▶ **WHAT THE TASK REQUIRES**:
Output every line of the entries below as a Markdown table with two columns, Row for the line's number and Line for its text, leaving out any blank lines.

+-------+

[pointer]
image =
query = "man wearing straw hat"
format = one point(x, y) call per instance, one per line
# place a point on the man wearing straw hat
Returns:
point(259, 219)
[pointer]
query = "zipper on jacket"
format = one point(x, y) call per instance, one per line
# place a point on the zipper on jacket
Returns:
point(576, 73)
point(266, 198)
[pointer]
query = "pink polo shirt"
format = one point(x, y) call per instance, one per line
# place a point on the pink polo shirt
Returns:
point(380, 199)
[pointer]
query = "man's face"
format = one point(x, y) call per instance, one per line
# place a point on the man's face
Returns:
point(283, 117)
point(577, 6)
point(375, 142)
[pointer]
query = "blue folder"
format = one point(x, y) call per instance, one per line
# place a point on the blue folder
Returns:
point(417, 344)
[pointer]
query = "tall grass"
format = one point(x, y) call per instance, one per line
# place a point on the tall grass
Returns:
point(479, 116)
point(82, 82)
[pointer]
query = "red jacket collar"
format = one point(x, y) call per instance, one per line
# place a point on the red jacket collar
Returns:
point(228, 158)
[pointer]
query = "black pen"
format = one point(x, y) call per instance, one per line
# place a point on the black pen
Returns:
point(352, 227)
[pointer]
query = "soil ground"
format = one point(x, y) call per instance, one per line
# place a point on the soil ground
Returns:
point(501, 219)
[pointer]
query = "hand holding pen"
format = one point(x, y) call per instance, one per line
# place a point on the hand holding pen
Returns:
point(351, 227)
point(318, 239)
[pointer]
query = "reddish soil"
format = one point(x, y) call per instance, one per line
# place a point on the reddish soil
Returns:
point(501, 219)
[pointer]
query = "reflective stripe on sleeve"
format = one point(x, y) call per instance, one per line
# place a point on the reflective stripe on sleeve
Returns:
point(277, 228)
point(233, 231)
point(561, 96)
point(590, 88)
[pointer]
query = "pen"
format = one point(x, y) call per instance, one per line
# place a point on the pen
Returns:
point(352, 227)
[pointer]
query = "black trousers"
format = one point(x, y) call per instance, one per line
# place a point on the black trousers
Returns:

+-------+

▶ **WRITTEN ANSWER**:
| Row | Line |
|---|---|
| 1 | [pointer] |
| 2 | image = |
| 3 | query = "man wearing straw hat" |
| 4 | format = one point(x, y) call per instance, one per line |
| 5 | # place a point on the man wearing straw hat |
| 6 | Returns: |
| 7 | point(259, 219) |
| 8 | [pointer] |
| 9 | query = "zipper on jacket" |
| 10 | format = one point(x, y) call per instance, one per line |
| 11 | # place a point on the zipper on jacket |
| 12 | Returns: |
| 13 | point(576, 73) |
| 14 | point(266, 198) |
| 15 | [pointer] |
| 16 | query = "pink polo shirt" |
| 17 | format = one point(x, y) call per instance, one per line |
| 18 | # place a point on the pink polo shirt |
| 19 | Returns: |
| 20 | point(380, 199) |
| 21 | [pointer] |
| 22 | query = "man's face" |
| 23 | format = one point(x, y) call per instance, one per line |
| 24 | # place a point on the man's face |
| 25 | Returns: |
| 26 | point(283, 117) |
| 27 | point(577, 6) |
| 28 | point(375, 142) |
| 29 | [pointer] |
| 30 | query = "blue folder" |
| 31 | format = one point(x, y) call per instance, one per line |
| 32 | # place a point on the blue folder |
| 33 | Returns: |
| 34 | point(417, 344) |
| 35 | [pointer] |
| 36 | query = "tall grass" |
| 37 | format = one point(x, y) call per instance, one per line |
| 38 | # place a point on the tall grass |
| 39 | Returns: |
| 40 | point(479, 116) |
| 41 | point(82, 82) |
| 42 | [pointer] |
| 43 | query = "red jacket collar" |
| 44 | format = one point(x, y) call per instance, one per line |
| 45 | # place a point on the red jacket collar |
| 46 | Returns: |
| 47 | point(228, 158) |
| 48 | [pointer] |
| 49 | query = "black pen" |
| 50 | format = one point(x, y) call per instance, one per line |
| 51 | # place a point on the black pen |
| 52 | Returns: |
| 53 | point(352, 227) |
| 54 | [pointer] |
| 55 | query = "soil ground" |
| 56 | format = one point(x, y) call per instance, one per line |
| 57 | # place a point on the soil ground |
| 58 | Returns: |
| 59 | point(501, 219) |
| 60 | [pointer] |
| 61 | query = "hand holding pen" |
| 62 | format = one point(x, y) call per instance, one per line |
| 63 | # place a point on the hand holding pen |
| 64 | Returns: |
| 65 | point(351, 227) |
| 66 | point(318, 239) |
| 67 | [pointer] |
| 68 | query = "reddish soil" |
| 69 | format = one point(x, y) call per instance, one per line |
| 70 | # place a point on the reddish soil |
| 71 | Returns: |
| 72 | point(501, 219) |
| 73 | [pointer] |
| 74 | query = "reflective stripe on sleeve" |
| 75 | format = one point(x, y) call per instance, one per line |
| 76 | # place a point on the reflective stripe on sleeve |
| 77 | Returns: |
| 78 | point(277, 228) |
| 79 | point(233, 231) |
| 80 | point(561, 96) |
| 81 | point(590, 88) |
| 82 | [pointer] |
| 83 | query = "pen" |
| 84 | format = one point(x, y) call per instance, one per line |
| 85 | # place a point on the pen |
| 86 | Returns: |
| 87 | point(352, 227) |
| 88 | [pointer] |
| 89 | query = "black trousers" |
| 90 | format = one point(x, y) call per instance, one per line |
| 91 | # place a point on the black trousers |
| 92 | Returns: |